■ WORK TO BE COMPLETED: Write out these lines exactly, starting at the line that contains "the truck side" and ending at the line that contains "pixel 45 154", with both of those lines included.

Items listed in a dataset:
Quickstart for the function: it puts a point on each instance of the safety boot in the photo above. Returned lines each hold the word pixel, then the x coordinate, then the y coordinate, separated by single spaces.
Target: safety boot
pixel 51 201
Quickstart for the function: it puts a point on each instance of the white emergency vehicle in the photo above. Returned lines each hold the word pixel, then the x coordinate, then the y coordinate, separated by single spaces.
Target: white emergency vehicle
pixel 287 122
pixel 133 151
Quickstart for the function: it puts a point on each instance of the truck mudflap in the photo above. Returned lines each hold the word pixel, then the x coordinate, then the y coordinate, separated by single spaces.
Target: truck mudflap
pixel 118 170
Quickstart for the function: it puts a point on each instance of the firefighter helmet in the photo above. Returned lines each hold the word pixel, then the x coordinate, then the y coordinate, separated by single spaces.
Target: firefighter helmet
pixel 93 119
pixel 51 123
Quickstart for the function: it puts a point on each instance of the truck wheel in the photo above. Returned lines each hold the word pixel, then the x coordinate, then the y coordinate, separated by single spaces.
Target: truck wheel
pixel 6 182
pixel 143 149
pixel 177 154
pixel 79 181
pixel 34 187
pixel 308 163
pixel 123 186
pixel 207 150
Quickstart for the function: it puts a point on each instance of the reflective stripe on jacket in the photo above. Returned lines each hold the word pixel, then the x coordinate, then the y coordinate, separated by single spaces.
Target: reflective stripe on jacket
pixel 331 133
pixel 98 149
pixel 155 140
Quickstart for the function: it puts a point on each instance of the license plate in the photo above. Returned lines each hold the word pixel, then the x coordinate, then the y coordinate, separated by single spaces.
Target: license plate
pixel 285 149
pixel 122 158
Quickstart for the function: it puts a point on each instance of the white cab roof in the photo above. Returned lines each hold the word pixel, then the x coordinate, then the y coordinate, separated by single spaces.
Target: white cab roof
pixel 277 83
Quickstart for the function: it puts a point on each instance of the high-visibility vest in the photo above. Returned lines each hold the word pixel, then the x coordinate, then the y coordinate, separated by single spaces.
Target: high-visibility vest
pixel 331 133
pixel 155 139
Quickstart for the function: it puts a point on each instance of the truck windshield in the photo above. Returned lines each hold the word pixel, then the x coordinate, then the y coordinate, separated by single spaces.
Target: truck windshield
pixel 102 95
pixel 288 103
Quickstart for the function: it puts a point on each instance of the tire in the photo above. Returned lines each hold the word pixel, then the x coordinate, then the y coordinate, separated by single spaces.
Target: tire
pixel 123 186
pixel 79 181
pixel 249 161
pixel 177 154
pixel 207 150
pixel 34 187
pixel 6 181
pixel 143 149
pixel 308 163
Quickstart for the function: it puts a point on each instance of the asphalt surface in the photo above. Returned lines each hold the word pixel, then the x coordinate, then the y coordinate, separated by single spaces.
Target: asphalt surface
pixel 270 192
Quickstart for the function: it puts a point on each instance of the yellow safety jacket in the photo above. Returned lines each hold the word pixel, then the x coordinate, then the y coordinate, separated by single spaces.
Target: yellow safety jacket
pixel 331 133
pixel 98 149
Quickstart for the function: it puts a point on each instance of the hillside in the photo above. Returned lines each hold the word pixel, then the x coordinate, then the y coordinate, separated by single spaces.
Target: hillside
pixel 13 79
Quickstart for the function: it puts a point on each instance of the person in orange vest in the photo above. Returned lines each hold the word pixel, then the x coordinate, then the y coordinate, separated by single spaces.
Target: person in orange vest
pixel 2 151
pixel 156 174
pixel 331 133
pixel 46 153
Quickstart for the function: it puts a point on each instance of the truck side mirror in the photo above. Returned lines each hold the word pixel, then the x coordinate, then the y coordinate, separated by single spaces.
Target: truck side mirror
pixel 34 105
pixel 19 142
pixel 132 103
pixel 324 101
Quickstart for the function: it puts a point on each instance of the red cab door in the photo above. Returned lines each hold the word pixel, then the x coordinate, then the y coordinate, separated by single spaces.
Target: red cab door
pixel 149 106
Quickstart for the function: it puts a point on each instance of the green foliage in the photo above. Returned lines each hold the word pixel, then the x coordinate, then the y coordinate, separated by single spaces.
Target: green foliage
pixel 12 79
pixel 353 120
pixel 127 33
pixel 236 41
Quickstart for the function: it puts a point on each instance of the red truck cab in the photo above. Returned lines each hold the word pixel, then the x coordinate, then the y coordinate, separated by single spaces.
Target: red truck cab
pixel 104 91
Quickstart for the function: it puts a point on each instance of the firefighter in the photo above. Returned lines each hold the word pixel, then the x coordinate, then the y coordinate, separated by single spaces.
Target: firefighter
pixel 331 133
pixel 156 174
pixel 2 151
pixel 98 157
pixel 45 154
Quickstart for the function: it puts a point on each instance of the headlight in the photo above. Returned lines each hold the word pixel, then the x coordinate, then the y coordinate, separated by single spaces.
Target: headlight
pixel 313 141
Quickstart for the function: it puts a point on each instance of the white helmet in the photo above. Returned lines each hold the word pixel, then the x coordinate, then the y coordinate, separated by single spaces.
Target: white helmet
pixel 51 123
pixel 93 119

■ THE RESULT:
Quickstart for the function: it puts a point on each instance of the truck side mirror in the photo above. Returned lines each hold the word pixel, then the x coordinate, then the y coordinate, separated by single spaces.
Target: truck side mirror
pixel 34 105
pixel 19 142
pixel 132 103
pixel 324 101
Quickstart for the function: it puts a point on each instance of the red cab door in the photo above. Returned lines each hold the word pixel, then the x coordinate, then the y coordinate, separated by single spaces.
Target: red cab door
pixel 149 106
Quickstart for the function: it puts a point on each instance of the green foliage in the photo above. Returned lines each hold the word pixel, then the x coordinate, then the y coordinate, separated by single spaces.
Target: green foliage
pixel 12 79
pixel 353 120
pixel 127 33
pixel 236 41
Quickstart for the function: it puts a point on each instance of the red truck cab in the photo above. Returned lines each hold the word pixel, then the x coordinate, then the y coordinate, separated by single spaces.
Target: red truck cab
pixel 104 91
Quickstart for the function: it puts a point on each instance of the firefighter in the photo above. Returned lines each hold the word pixel, then the x coordinate, then the y coordinate, separated by single spaces.
Target: firefighter
pixel 331 133
pixel 156 174
pixel 2 151
pixel 98 157
pixel 45 154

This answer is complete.